*** INFORMATION SUPPLIED ***

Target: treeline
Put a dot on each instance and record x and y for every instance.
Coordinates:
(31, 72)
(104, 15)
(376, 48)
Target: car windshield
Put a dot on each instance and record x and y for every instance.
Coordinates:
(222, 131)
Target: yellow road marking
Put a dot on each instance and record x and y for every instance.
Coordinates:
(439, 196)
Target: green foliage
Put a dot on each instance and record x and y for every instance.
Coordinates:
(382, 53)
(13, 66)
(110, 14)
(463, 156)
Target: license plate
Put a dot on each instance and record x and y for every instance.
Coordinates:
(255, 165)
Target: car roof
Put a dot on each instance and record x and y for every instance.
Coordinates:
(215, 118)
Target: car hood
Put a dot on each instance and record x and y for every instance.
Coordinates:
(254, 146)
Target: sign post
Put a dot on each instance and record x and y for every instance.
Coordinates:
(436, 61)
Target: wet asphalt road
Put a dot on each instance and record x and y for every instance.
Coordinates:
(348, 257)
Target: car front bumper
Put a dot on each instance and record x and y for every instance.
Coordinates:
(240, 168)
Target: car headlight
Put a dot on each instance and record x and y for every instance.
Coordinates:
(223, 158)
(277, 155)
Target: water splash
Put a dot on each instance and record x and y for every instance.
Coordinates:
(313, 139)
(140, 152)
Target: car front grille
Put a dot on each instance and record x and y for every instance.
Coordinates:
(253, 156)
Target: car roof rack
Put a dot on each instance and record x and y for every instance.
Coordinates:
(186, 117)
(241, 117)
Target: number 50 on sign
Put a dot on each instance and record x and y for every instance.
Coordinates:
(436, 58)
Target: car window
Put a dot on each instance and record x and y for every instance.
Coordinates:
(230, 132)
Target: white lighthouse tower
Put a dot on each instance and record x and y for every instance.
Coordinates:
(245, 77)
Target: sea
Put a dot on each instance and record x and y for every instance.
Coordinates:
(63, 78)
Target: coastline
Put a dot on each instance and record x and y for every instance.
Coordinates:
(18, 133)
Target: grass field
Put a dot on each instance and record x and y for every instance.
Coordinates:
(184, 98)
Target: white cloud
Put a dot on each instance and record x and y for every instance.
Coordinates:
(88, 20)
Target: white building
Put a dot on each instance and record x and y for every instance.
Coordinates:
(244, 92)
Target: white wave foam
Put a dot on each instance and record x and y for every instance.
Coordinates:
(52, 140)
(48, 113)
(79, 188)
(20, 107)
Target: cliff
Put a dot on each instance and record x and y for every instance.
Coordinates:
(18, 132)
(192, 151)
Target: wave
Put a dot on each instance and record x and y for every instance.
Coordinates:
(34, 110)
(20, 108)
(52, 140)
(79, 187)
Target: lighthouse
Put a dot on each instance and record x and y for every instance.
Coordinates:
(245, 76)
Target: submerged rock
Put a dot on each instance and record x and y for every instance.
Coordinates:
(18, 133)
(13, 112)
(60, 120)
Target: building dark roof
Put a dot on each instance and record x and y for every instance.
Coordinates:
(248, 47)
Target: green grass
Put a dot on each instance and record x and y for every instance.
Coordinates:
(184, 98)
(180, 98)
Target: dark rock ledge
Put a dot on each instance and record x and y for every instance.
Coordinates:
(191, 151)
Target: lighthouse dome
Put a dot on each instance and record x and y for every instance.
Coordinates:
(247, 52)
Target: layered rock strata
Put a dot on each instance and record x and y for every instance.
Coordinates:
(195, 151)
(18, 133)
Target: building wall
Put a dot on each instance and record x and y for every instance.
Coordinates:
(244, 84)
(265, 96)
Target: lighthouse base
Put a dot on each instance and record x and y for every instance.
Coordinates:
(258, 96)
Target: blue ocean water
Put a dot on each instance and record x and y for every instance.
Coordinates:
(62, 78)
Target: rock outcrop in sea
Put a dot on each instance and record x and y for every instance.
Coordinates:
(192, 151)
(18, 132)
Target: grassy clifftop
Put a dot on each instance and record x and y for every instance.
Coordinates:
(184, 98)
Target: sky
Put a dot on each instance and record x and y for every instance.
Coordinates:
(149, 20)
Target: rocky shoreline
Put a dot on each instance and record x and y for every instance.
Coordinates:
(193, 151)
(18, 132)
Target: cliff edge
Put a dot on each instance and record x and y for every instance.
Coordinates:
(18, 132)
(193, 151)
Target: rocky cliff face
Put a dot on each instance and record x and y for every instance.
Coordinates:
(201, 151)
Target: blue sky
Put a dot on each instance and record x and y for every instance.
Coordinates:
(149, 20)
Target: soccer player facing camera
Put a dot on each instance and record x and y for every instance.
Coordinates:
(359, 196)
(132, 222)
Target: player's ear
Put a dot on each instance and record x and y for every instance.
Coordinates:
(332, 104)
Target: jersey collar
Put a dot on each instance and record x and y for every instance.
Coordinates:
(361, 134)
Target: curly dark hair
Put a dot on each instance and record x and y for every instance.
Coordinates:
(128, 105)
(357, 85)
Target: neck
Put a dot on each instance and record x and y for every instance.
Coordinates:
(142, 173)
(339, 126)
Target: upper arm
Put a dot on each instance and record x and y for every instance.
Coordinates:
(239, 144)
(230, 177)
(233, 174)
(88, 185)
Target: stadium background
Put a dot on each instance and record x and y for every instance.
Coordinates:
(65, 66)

*** End of INFORMATION SUPPLIED ***

### TASK TO CARRY OUT
All records above are to be output again exactly as they stand.

### PROBLEM SOLUTION
Target: treeline
Put a dot on each instance and record x and y for every instance.
Coordinates:
(31, 72)
(104, 15)
(376, 48)
Target: car windshield
Put a dot on each instance and record x and y for every instance.
Coordinates:
(222, 131)
Target: yellow road marking
Put a dot on each instance and record x and y for every instance.
Coordinates:
(439, 196)
Target: green foliage
Put a dot on each instance and record x and y for every instance.
Coordinates:
(382, 53)
(13, 66)
(110, 14)
(463, 156)
Target: license plate
Put a dot on each instance and record x and y for every instance.
Coordinates:
(255, 165)
Target: car roof
Put a dot on each instance and record x and y for every instance.
Coordinates:
(215, 118)
Target: car hood
Put a dot on each instance and record x and y for every instance.
Coordinates:
(254, 146)
Target: sign post
Put a dot on each instance and record x and y for every instance.
Coordinates:
(436, 61)
Target: wet asphalt road
Put a dot on each instance and record x and y for every instance.
Coordinates:
(348, 257)
Target: car front bumper
Put a dot on each instance and record x and y for every instance.
Coordinates:
(240, 168)
Target: car headlight
Put a dot on each instance and record x and y for every instance.
Coordinates:
(223, 158)
(277, 155)
Target: water splash
Put a dot on each instance and record x and y for every instance.
Coordinates:
(313, 139)
(140, 152)
Target: car front grille
Put a dot on each instance and record x and y for every instance.
Coordinates:
(253, 156)
Target: car roof rack
Put a dot on each instance and record x and y for every instance.
Coordinates:
(186, 117)
(241, 117)
Target: number 50 on sign
Put a dot on each instance and record x and y for every instance.
Coordinates:
(436, 58)
Target: car window
Put a dot on each instance and record x and y for every instance.
Coordinates:
(230, 132)
Target: white lighthouse tower
Put a dot on each instance and record x and y for every instance.
Coordinates:
(245, 77)
Target: sea
Put a dot on each instance and record x and y for every instance.
Coordinates:
(63, 78)
Target: coastline
Put a dot on each instance and record x and y for every instance.
Coordinates:
(18, 133)
Target: grass field
Put a dot on each instance and record x and y for every instance.
Coordinates:
(184, 98)
Target: white cloud
Put a dot on each instance and record x and y for every instance.
Coordinates:
(88, 20)
Target: white building
Put a dot on each instance and record x and y for every instance.
Coordinates:
(244, 92)
Target: white wave foam
Put a dot on each instance and record x and y for every instance.
Coordinates:
(52, 140)
(48, 113)
(79, 188)
(20, 107)
Target: cliff
Put a dot on each instance and record x and y for every instance.
Coordinates:
(18, 132)
(192, 151)
Target: wave
Put a dot on each instance and record x and y for every instance.
Coordinates:
(34, 110)
(20, 108)
(52, 140)
(79, 187)
Target: lighthouse
Put a dot on each instance and record x and y for every instance.
Coordinates:
(245, 76)
Target: submerged rock
Put a dot on each instance and record x and y for every instance.
Coordinates:
(18, 133)
(13, 112)
(60, 120)
Target: building dark roof
Put a dot on each instance and record x and y for every instance.
Coordinates:
(248, 47)
Target: green grass
Put a dot on each instance and record x and y for every instance.
Coordinates:
(184, 98)
(180, 98)
Target: dark rock ledge
Put a dot on each instance and record x and y for every instance.
Coordinates:
(191, 151)
Target: lighthouse dome
Put a dot on each instance and record x and y for every instance.
Coordinates:
(247, 52)
Target: layered rock strata
Put a dot on each instance and record x and y for every instance.
Coordinates:
(195, 151)
(18, 133)
Target: building wall
Put a dot on each instance and record x and y for every instance.
Coordinates:
(244, 84)
(265, 96)
Target: lighthouse base
Put a dot on each instance and record x and y for every instance.
Coordinates:
(258, 96)
Target: blue ocean water
Put a dot on each instance and record x and y for every instance.
Coordinates:
(62, 78)
Target: rock outcrop in sea
Put a dot on each instance and record x and y for every instance.
Coordinates:
(192, 151)
(18, 132)
Target: grassy clifftop
Put a dot on each instance and record x and y for every instance.
Coordinates:
(184, 98)
Target: sky
Put a dot on each instance and record x and y for every instance.
Coordinates:
(149, 20)
Target: rocky shoreline
Put a dot on each instance and record x and y for every instance.
Coordinates:
(193, 151)
(18, 132)
Target: cliff edge
Put a dot on each instance and record x and y for every instance.
Coordinates:
(18, 132)
(193, 151)
Target: rocky cliff face
Put a dot on each instance and record x and y for every instance.
Coordinates:
(201, 151)
Target: blue sky
Put a dot on each instance and record x and y for every instance.
Coordinates:
(149, 20)
Target: soccer player facing camera
Put a dot on each instance and record x and y for every instance.
Coordinates:
(359, 196)
(132, 222)
Target: player's ear
Put a dot on each instance and record x and y for every instance.
Coordinates:
(332, 104)
Target: jersey collar
Put a dot on each instance and record x and y for every instance.
Coordinates:
(361, 134)
Target: curly dark hair
Put a dot on each instance and record x and y for every instance.
Coordinates:
(128, 105)
(357, 85)
Target: neck
Put a dot on each instance and record x and y for every instance.
Coordinates:
(142, 173)
(339, 126)
Target: upper arm
Put a dot on each instance and record x and y for every instance.
Coordinates:
(239, 144)
(230, 177)
(233, 174)
(88, 185)
Target: stadium background
Put a dot on each instance and record x and y for every instance.
Coordinates:
(65, 66)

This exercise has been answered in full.